What the task asks:
Every entry, from first to last, is to be written out exactly.

----- Extracted entries -----

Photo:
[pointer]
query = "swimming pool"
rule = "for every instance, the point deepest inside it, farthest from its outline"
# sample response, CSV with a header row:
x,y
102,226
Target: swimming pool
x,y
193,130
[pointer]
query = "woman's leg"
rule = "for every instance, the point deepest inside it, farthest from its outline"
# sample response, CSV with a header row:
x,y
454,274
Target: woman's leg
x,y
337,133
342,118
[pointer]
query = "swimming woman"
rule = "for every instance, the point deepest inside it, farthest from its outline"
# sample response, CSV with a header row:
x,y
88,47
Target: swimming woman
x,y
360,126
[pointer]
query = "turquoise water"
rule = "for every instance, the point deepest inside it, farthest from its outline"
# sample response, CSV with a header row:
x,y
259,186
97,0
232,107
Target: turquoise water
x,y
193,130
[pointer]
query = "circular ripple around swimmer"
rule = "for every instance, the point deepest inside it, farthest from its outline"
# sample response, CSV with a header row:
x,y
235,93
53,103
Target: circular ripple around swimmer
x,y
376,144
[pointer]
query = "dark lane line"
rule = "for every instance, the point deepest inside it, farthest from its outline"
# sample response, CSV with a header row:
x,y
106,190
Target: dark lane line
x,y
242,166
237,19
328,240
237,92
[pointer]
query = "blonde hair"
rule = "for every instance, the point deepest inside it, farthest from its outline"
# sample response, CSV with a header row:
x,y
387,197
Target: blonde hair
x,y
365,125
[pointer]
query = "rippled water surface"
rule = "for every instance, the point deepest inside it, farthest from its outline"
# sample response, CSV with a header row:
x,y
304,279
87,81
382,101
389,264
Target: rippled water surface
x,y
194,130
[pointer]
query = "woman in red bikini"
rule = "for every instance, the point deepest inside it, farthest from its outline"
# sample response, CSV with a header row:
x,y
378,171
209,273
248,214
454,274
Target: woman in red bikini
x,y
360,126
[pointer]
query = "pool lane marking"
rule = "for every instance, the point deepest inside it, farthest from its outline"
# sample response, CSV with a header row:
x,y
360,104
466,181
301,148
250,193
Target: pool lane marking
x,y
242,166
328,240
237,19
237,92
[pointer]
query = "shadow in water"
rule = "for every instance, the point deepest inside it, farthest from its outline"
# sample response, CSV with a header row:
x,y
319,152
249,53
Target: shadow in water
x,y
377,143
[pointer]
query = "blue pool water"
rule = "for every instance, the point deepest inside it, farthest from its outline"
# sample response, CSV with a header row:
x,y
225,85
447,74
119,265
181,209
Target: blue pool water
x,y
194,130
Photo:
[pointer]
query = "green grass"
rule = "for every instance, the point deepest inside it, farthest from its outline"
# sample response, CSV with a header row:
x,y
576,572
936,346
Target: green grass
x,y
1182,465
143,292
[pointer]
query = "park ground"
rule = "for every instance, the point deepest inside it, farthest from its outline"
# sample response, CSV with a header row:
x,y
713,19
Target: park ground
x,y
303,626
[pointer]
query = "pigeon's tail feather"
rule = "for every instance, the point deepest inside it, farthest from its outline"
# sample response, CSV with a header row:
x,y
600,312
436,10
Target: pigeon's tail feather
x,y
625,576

-----

Exercise response:
Photo:
[pointer]
query = "swimming pool"
rule = "for every instance, the point deepest inside it, farthest from its outline"
# sample response, CSV with a header row:
x,y
102,226
Target: swimming pool
x,y
193,130
[pointer]
query = "woman's leg"
rule = "for every instance, the point deepest inside it, farthest from its outline"
# sample response, CSV with a header row:
x,y
454,274
Target: woman's leg
x,y
337,133
342,118
[pointer]
query = "swimming woman"
rule = "for every instance, the point deepest inside it, farthest from its outline"
# sample response, CSV with a header row:
x,y
88,47
Target: swimming woman
x,y
360,126
[pointer]
query = "turquoise water"
rule = "for every instance, the point deepest inside it, farthest from its outline"
# sample response, CSV with a header row:
x,y
259,186
97,0
232,107
Target: turquoise water
x,y
193,130
[pointer]
query = "circular ripple around swimmer"
rule = "for every instance, the point deepest inside it, farthest from its outline"
# sample response, CSV with a header row:
x,y
235,93
53,103
Target: circular ripple around swimmer
x,y
376,144
[pointer]
query = "dark lane line"
rule = "for every instance, the point deepest inside it, farthest from its outline"
# sample response, CSV with a header row:
x,y
106,190
Target: dark lane line
x,y
242,166
237,19
328,240
237,92
[pointer]
query = "blonde hair"
rule = "for every instance, the point deepest inside it, farthest from its outline"
# sample response, CSV with a header row:
x,y
387,197
Target: blonde hair
x,y
365,125
[pointer]
query = "rippled water surface"
rule = "for every instance, the point deepest inside it, farthest from its outline"
# sample response, CSV with a header row:
x,y
304,279
87,81
382,101
389,264
Target: rippled water surface
x,y
194,130
[pointer]
query = "woman in red bikini"
rule = "for every instance, the point deepest inside it, farthest from its outline"
# sample response, CSV with a header row:
x,y
378,171
209,273
248,214
454,274
Target: woman in red bikini
x,y
360,126
[pointer]
query = "pool lane marking"
rule = "for every instance, the point deepest inside it, farthest from its outline"
# sample response, CSV with a header row:
x,y
360,104
466,181
301,148
250,193
Target: pool lane marking
x,y
242,166
328,240
237,19
237,92
[pointer]
query = "shadow in water"
rule = "for every instance, the point deepest inside it, farthest from its outline"
# sample response, CSV with a header row:
x,y
319,152
249,53
Target: shadow in water
x,y
377,143
[pointer]
query = "blue pool water"
rule = "for every instance, the point deepest inside it, farthest from its outline"
# sample response, CSV with a header row:
x,y
225,85
447,74
119,265
181,209
Target: blue pool water
x,y
194,130
Photo:
[pointer]
query = "green grass"
rule = "for every instance, the point deepest inside it, farthest from its outline"
# sample response, CSV with a header row:
x,y
576,572
936,346
Target: green grass
x,y
1182,465
143,292
[pointer]
query = "park ground"
rule = "for every instance, the point deepest inside it, farthest from its outline"
# sample response, CSV with a header row:
x,y
713,19
Target: park ground
x,y
303,626
[pointer]
query = "pigeon's tail feather"
rule = "for every instance, the point deepest inside it, farthest from its outline"
# sample response, CSV with a header row:
x,y
600,312
436,10
Target: pigeon's tail feather
x,y
625,576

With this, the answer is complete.